# DIRECTIONS
Copy every one of the records below word for word.

# EXTRACTED INFORMATION
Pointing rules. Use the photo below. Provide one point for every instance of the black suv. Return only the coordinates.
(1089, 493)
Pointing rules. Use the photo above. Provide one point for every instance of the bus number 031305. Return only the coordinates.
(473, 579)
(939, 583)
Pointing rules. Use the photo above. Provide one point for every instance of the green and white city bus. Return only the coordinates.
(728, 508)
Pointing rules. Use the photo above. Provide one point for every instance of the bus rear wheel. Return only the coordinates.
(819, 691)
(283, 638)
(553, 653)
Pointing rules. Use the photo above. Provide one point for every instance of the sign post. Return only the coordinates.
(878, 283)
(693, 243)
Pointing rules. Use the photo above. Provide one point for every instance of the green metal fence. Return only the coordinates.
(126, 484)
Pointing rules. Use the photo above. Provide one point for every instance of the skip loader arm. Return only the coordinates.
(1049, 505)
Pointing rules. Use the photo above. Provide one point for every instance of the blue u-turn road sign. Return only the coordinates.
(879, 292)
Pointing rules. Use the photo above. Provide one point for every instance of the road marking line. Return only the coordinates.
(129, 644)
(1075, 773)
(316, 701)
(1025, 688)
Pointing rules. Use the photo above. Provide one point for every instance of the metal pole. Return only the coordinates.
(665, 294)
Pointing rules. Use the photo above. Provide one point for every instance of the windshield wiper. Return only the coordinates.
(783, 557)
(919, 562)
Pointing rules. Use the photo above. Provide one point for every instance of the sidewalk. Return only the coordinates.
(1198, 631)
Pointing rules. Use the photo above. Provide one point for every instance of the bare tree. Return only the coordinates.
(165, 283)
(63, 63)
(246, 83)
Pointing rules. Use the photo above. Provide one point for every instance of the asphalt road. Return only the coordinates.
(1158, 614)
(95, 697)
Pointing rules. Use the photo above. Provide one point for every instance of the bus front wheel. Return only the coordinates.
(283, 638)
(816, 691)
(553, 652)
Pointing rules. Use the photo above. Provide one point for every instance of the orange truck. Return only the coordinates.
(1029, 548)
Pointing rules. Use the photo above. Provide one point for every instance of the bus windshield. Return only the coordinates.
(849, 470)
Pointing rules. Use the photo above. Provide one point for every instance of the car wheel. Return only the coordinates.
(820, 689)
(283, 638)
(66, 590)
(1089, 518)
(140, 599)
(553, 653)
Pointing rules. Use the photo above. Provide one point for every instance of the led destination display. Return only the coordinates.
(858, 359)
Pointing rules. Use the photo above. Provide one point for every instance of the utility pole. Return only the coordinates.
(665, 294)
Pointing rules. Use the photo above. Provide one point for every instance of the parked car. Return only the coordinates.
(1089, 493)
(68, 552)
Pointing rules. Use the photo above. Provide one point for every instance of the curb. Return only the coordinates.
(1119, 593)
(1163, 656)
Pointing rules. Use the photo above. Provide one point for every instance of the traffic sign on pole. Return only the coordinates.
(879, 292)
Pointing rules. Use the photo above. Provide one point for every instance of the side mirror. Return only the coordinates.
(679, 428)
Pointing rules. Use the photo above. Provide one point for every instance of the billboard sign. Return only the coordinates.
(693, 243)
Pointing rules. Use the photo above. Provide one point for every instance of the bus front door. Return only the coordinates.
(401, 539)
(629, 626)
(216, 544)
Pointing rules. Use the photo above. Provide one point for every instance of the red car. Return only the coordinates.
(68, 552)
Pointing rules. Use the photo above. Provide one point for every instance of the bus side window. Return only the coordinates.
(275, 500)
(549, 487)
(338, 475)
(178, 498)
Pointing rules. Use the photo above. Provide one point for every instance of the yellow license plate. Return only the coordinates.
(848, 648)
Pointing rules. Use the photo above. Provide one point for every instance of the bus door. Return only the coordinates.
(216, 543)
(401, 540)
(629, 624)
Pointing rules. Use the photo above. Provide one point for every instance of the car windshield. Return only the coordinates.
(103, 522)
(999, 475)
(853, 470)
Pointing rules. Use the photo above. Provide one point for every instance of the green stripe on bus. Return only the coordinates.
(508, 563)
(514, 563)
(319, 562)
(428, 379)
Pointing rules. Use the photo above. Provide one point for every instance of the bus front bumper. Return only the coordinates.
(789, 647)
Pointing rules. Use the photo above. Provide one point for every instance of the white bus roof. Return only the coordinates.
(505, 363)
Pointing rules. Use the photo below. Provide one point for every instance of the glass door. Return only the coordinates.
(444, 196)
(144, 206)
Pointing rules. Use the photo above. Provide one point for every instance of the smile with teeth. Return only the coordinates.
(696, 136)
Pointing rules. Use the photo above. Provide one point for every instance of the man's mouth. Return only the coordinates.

# REPLY
Pointing rules. Use the photo below. Provide one point for every instance of the black suv. Return only the coordinates.
(1089, 493)
Pointing rules. Use the photo above. Provide one point for every instance of the bus number 031305. Return only the coordinates.
(473, 579)
(939, 583)
Pointing rules. Use the photo above. Provide one point for every instance of the green and white city bus. Return only the coordinates.
(728, 508)
Pointing rules. Use the photo above. Provide one point for every instance of the bus rear wheel. Return only the coordinates.
(819, 691)
(283, 638)
(553, 653)
Pointing rules. Use the photo above. Provide one point for every instance of the sign post. Return only the coordinates.
(878, 283)
(693, 243)
Pointing rules. Use the photo above. Provide one point for every instance of the green metal fence. Return only the coordinates.
(126, 484)
Pointing rules. Use the photo above. Provide one point for every instance of the skip loader arm. Return only the coordinates.
(1049, 505)
Pointing rules. Use the photo above. Provide one point for every instance of the blue u-turn road sign. Return only the coordinates.
(879, 292)
Pointing rules. Use the photo above. Provide one point for every instance of the road marking line. Return only the coordinates.
(129, 644)
(1075, 773)
(316, 701)
(1025, 688)
Pointing rules. Use the photo above. Provide one point for every instance of the metal pole. Return only the coordinates.
(665, 294)
Pointing rules. Use the photo above. Provide one point for every instance of the windshield wiper. Return only the coordinates.
(783, 557)
(919, 562)
Pointing rules. Use the photo above. Provide one point for every instance of the sidewalk. Return only the coordinates.
(1198, 631)
Pointing rules. Use the photo above. Provide one point for every instance of the bare tree. Return only the coordinates.
(165, 283)
(63, 63)
(246, 83)
Pointing rules. Use the photo above. Provide one point for every instance of the asphalt road. Return only the coordinates.
(1158, 614)
(95, 697)
Pointing rules. Use the photo above. Provide one point for every instance of the bus front wheel. Return only the coordinates.
(283, 638)
(816, 691)
(553, 652)
Pointing rules. Use the photo above. Provide one point for every instance of the orange truck. Return only the coordinates.
(1029, 548)
Pointing rules. Use the photo above. Provide one point for every instance of the bus windshield. Return only the coordinates.
(849, 470)
Pointing rules. Use the photo above. Provide one point for every instance of the car wheel. Return only the coordinates.
(820, 689)
(283, 638)
(66, 590)
(1089, 518)
(140, 599)
(553, 653)
Pointing rules. Use the photo above. Provide one point for every instance of the led destination display. Return only the coordinates.
(858, 359)
Pointing rules. Use the photo above. Provide one point for every instance of the utility pole. Return only the coordinates.
(665, 294)
Pointing rules. Use the photo above. Provide one point for every instance of the parked car. Return only the coordinates.
(1089, 493)
(68, 552)
Pointing rules. Use the photo above. Provide one point for every instance of the curb. Return only the coordinates.
(1119, 593)
(1163, 656)
Pointing rules. Use the photo above. Provide one point for every instance of the traffic sign on pole. Return only the coordinates.
(879, 292)
Pointing rules. Use the photo above. Provide one point for every instance of the side mirror. Return only the coordinates.
(679, 428)
Pointing rules. Use the photo above. Provide one point for every instance of the billboard sign. Return only the coordinates.
(693, 243)
Pointing rules. Use the photo above. Provide one point for every instance of the bus front door. Return only the coordinates.
(401, 539)
(629, 626)
(216, 544)
Pointing rules. Use the photo above. Provide one point for every instance of the red car. Return only the coordinates.
(68, 552)
Pointing rules. Use the photo above. Provide one point for every instance of the bus side window. Return only the coordinates.
(275, 500)
(549, 487)
(338, 475)
(178, 498)
Pointing rules. Use the photo above. Provide one point for every instance of the yellow license plate. Return only the coordinates.
(848, 648)
Pointing rules. Use the photo above. Provide one point for every instance of the bus door. Return only the coordinates.
(216, 543)
(401, 540)
(629, 624)
Pointing rules. Use the photo above. Provide one point for every instance of the car windshield. Return only the coordinates.
(103, 522)
(999, 475)
(853, 470)
Pointing rules. Use the photo above. Provide one point for every instance of the green stripe on bus. Return only the coordinates.
(508, 563)
(514, 563)
(319, 562)
(428, 379)
Pointing rules. Use the photo above. Provide one point for every instance of the bus front bumper. Return only the coordinates.
(789, 647)
Pointing rules. Use the photo above. Provide one point for every instance of the white bus roof. Return only the coordinates.
(505, 363)
Pointing rules. Use the photo below. Provide one point for every instance of the glass door. Return only the coordinates.
(444, 196)
(144, 206)
Pointing rules. Use the photo above. Provide one point for every instance of the smile with teeth. Return only the coordinates.
(696, 136)
Pointing rules. Use the photo above. Provide one point for every instance of the man's mouth. Return only the coordinates.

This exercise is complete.